空间复杂度:O(1)。注意返回值不计入空间复杂度。
第一种方法:
建立哈希表,然后遍历链表,深复制的同时将复制的旧节点作为key,新节点作为value存进哈希表,
第二次遍历 以原链表的一个节点的随机指针值作为索引,查找对应的新链表的对应节点的随机指针值
第二种方法:将新老链表相互间隔的串为一个链表;然后,处理random指针域;最后,将老新链表拆开,并返回对应的链表头结点。
Node* copyRandomList(Node* head) {
if (head == nullptr) {
return nullptr;
}
// 1、将新老结点串为一个链表
for (Node* node = head; node != nullptr; node = node->next->next) {
Node* nodeNew = new Node(node->val);
nodeNew->next = node->next;
node->next = nodeNew;
}
//2、处理random指针域
for (Node* node = head; node != nullptr; node = node->next->next) {
Node* nodeNew = node->next;
nodeNew->random = (node->random != nullptr) ? node->random->next : nullptr;
}
//3、将老新链表拆开,返回新链表
Node* headNew = head->next;
for (Node* node = head; node != nullptr; node = node->next) {
Node* nodeNew = node->next;
node->next = node->next->next;
nodeNew->next = (nodeNew->next != nullptr) ? nodeNew->next->next : nullptr;
}
return headNew;
}
9.删除链表重复元素
******************第一种,重复一个不留*****************
输入:head = [1,2,3,3,4,4,5]
输出:[1,2,5]
ListNode* deleteDuplicates(ListNode* head) {
if (head == NULL) return NULL;
ListNode* pre = new ListNode();
pre->next = head;
ListNode* newhead = pre;
ListNode* cur = head;
while (cur->next!= NULL) {
if(cur->val == cur->next->val) {
while (cur->next != NULL && cur->val == cur->next->val)

• 任务说明 A: 统计记录中含有字符串“woman”的行数,只写出这个数字。

• 所给材料:

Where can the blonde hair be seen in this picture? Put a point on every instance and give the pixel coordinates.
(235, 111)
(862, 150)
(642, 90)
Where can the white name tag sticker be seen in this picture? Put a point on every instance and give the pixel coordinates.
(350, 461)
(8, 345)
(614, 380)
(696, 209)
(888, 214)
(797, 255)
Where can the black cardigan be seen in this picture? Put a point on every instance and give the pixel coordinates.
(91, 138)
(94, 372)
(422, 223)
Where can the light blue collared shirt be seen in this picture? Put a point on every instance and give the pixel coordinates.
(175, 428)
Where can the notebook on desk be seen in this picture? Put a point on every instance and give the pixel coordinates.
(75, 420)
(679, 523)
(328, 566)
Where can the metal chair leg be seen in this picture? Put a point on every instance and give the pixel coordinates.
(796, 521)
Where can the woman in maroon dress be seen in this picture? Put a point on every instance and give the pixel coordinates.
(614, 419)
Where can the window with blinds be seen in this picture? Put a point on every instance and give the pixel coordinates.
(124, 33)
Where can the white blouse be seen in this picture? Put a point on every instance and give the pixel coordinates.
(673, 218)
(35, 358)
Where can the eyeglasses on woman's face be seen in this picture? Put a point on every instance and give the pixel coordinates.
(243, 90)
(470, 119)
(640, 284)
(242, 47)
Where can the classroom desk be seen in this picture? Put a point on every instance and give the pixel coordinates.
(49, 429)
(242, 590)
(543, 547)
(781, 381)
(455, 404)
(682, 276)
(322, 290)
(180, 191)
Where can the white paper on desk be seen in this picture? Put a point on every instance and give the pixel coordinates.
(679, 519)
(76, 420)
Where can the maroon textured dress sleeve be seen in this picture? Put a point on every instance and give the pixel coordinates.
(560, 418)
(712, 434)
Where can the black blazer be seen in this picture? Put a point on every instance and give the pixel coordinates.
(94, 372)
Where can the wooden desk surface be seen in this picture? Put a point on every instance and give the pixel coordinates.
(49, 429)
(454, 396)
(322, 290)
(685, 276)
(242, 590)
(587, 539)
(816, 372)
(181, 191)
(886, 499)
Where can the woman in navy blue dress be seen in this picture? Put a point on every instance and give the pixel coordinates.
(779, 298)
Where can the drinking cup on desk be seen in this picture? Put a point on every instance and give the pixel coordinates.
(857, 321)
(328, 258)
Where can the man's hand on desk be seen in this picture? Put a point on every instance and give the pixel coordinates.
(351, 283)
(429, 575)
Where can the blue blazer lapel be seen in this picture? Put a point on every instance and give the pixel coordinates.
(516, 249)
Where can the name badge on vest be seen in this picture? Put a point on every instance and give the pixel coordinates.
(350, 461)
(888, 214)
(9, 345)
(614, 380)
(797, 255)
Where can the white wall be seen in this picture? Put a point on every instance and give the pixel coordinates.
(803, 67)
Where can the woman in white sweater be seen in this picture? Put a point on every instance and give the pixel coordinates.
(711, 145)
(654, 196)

• 任务说明 B: 按照正文部分的描述,第二种方法的第一步做什么?

• 最终结果 A: 4

• 最终结果 B: 将新老链表相互间隔地串为一个链表。